— BEGIN —

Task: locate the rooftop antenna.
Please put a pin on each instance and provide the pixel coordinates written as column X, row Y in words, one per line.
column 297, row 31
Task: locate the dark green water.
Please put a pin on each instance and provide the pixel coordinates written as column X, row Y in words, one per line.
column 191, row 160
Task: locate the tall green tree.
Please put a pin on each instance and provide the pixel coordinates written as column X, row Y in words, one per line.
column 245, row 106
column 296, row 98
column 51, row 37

— END —

# [WORK INSTRUCTIONS]
Copy the listing above line for line, without changing anything.

# [RESULT FOR THIS EXERCISE]
Task: locate the rooftop antenna.
Please put a pin on each instance and provide the pixel coordinates written as column X, row Y in words, one per line.
column 297, row 31
Task: locate the dark green water.
Please put a pin on each instance and provide the pixel coordinates written as column X, row Y in words, one per line.
column 191, row 160
Task: locate the tall green tree.
Please put a pin on each instance and provide the pixel coordinates written as column X, row Y in words, one per line.
column 245, row 106
column 296, row 98
column 51, row 37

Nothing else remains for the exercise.